YOUR TASK: Copy everything in the data below, from the line containing "I would be grateful if you could tag the white" down to the end of the data, without changing anything.
-.-.-
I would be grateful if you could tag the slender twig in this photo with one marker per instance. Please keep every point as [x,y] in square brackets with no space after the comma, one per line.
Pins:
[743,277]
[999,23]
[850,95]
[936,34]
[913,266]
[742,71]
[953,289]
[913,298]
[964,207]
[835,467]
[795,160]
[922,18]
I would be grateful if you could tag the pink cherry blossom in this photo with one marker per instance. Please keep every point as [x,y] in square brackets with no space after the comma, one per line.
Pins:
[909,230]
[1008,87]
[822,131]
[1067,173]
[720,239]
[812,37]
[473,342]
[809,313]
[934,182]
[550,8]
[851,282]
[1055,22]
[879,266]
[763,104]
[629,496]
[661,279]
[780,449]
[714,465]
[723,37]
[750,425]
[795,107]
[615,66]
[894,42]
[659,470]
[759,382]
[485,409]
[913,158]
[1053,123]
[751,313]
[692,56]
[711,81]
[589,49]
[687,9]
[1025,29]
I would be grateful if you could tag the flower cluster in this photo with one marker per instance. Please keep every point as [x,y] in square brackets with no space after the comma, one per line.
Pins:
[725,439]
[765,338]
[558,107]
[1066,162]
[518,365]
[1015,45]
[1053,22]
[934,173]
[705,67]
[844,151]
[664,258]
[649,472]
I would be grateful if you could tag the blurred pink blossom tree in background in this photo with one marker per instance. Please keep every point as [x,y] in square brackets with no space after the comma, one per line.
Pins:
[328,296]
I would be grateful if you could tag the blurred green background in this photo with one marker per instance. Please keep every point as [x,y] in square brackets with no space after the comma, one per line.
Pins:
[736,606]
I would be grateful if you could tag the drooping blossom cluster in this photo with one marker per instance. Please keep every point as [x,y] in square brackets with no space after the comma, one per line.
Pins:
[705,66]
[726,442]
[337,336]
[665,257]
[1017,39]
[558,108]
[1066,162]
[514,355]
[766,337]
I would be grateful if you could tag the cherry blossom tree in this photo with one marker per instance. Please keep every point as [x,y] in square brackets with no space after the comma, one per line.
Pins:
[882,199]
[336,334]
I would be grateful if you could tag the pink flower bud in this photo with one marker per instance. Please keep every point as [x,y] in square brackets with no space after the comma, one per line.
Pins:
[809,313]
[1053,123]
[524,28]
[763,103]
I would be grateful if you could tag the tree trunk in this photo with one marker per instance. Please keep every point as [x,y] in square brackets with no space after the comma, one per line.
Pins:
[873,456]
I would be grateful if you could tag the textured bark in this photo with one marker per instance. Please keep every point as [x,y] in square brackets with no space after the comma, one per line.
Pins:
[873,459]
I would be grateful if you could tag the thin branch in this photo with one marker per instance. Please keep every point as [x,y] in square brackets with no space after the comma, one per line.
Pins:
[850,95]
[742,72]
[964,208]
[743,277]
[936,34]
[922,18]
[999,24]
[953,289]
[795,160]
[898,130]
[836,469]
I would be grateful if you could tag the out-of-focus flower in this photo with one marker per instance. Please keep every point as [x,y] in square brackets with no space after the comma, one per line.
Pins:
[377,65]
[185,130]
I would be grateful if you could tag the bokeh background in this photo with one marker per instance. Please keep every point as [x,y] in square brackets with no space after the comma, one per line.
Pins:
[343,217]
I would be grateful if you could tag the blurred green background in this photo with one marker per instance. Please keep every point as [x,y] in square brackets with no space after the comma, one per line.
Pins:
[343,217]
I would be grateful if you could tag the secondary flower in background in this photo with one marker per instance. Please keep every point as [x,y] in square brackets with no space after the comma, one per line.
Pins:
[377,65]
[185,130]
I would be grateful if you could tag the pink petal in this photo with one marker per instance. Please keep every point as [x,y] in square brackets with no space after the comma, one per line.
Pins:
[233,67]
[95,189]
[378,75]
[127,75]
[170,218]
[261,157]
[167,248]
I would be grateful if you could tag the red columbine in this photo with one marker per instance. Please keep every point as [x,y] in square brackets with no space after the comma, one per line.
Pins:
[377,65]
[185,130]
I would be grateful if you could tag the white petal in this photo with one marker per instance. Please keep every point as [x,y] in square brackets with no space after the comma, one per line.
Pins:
-.-.-
TASK ANSWER:
I would be grateful if you could tag the white petal in this photo with one marker per instance. Please keep every point as [x,y] in square brackets with no space after the comma, one per line.
Pins:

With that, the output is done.